» **Required action**
I would like you to restate each record word for word.

» **Record extracts**

═══

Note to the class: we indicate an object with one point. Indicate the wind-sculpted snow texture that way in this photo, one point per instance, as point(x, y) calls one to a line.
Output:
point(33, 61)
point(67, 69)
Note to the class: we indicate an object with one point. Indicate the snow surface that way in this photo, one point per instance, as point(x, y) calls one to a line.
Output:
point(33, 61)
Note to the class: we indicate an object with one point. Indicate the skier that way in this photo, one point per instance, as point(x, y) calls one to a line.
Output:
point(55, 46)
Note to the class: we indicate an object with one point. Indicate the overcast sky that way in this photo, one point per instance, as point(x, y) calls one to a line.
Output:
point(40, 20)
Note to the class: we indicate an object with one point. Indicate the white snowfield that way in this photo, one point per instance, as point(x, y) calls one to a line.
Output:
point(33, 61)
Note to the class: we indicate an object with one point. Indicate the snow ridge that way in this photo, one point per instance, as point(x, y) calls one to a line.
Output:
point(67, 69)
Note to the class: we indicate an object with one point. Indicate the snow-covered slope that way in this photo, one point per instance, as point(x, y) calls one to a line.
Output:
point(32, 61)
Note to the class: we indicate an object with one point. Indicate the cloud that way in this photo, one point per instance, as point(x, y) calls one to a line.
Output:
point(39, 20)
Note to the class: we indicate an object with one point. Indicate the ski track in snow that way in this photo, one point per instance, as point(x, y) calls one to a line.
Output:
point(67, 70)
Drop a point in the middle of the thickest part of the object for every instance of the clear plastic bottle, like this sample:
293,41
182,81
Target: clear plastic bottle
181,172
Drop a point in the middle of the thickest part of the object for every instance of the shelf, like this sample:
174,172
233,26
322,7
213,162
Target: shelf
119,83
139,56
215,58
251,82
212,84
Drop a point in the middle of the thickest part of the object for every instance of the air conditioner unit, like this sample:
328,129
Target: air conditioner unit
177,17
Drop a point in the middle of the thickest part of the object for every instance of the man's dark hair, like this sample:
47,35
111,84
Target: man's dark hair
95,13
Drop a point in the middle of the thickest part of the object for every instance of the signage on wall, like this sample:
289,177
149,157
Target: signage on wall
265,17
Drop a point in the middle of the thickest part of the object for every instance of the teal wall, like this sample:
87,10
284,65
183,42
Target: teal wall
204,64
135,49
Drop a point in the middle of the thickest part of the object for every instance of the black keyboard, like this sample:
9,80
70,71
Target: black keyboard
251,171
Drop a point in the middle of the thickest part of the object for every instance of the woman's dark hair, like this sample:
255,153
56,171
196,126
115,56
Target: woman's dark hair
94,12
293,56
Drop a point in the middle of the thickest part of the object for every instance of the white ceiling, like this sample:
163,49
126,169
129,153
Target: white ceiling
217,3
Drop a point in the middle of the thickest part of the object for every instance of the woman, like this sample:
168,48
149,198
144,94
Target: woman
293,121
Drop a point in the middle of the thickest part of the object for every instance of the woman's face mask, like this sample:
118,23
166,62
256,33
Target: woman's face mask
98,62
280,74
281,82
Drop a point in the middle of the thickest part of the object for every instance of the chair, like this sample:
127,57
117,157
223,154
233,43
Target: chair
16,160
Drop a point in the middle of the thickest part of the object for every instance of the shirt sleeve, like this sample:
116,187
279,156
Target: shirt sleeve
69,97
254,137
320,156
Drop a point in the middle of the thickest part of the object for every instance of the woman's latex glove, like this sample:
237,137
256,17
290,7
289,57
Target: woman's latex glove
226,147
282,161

═══

» **Exercise answer**
Note to the class: we indicate an object with one point. Indicate the wind-sculpted snow texture that way in this photo, one point per instance, as point(x, y) calls one to a line.
Output:
point(33, 61)
point(67, 69)
Note to the class: we indicate an object with one point. Indicate the snow surface that way in this photo, one point per instance, as point(x, y) calls one to a line.
Output:
point(33, 61)
Note to the class: we indicate an object with one point. Indicate the skier that way in this photo, one point per instance, as point(x, y) calls one to a line.
Output:
point(55, 46)
Note to the class: we indicate an object with one point. Indicate the overcast sky that way in this photo, one point per instance, as point(x, y) calls one to a line.
Output:
point(40, 20)
Note to the class: we indicate an object with one point. Indicate the white snowfield that way in this photo, one point per instance, as point(x, y) calls one to a line.
Output:
point(33, 61)
Note to the class: we indicate an object with one point. Indicate the snow ridge that way in this photo, one point per instance, as point(x, y) calls one to a line.
Output:
point(67, 69)
Note to the class: we indicate an object with one point. Indicate the snow-covered slope that way in this photo, one point per instance, as point(x, y) calls one to a line.
Output:
point(32, 61)
Note to the class: we indicate an object with one point. Indicate the cloud that way in this photo, one point per instance, as point(x, y) calls one to a line.
Output:
point(39, 20)
Note to the class: we indicate an object with one point. Indicate the ski track in snow that way in this photo, one point per instance, as point(x, y) calls one to a line.
Output:
point(67, 70)
Drop a point in the middle of the thickest part of the object for every instance of the clear plastic bottle, like this sample:
293,41
182,81
Target: clear plastic bottle
181,172
Drop a point in the middle of the thickest part of the object for every instance of the shelf, like this sample:
174,172
233,26
322,7
213,162
Target: shelf
119,83
139,56
215,58
251,82
212,84
Drop a point in the middle of the thickest part of the object for every instance of the air conditioner unit, like this sample:
328,129
Target: air conditioner unit
177,17
Drop a point in the middle of the thickest part of the object for every instance of the man's dark hair, like this sample:
47,35
111,84
Target: man's dark hair
95,13
Drop a point in the middle of the thickest part of the object for every instance of the signage on wall, like this sample:
289,177
149,157
Target: signage on wall
265,17
Drop a point in the middle of the thickest part of the object for every instance of the teal wall, like this sample:
87,10
284,65
183,42
Target: teal wall
204,64
135,49
Drop a point in the middle of the thickest part of the object for every instance of the black keyboard, like this sample:
9,80
70,71
Target: black keyboard
251,171
Drop a point in the middle of the thickest part of the object for every instance of the woman's dark hair, like this sample:
255,153
56,171
196,126
115,56
Target: woman's dark hair
94,12
293,56
Drop a point in the middle of the thickest part of the object for every instance of the white ceiling, like this sample:
163,49
126,169
129,153
Target: white ceiling
217,3
Drop a point in the middle of the thickest part of the object for every instance of the woman, like this sample:
168,48
149,198
144,94
Target: woman
293,121
Drop a point in the middle of the thickest part of the object for every instance of the woman's face mask, like this sample:
118,23
166,62
256,33
Target: woman's face mask
98,62
280,74
281,82
Drop a point in the middle of the thickest part of the object for every instance of the chair, like this sample:
127,57
117,157
223,154
233,43
Target: chair
16,160
Drop a point in the middle of the thickest part of the object for every instance of the shirt sleeve, like this sample:
116,187
279,156
Target: shirt sleeve
69,97
254,137
320,156
Drop a point in the middle of the thickest part of the object for every instance of the woman's latex glove, like this sample:
237,137
256,17
290,7
289,57
Target: woman's latex glove
226,147
282,161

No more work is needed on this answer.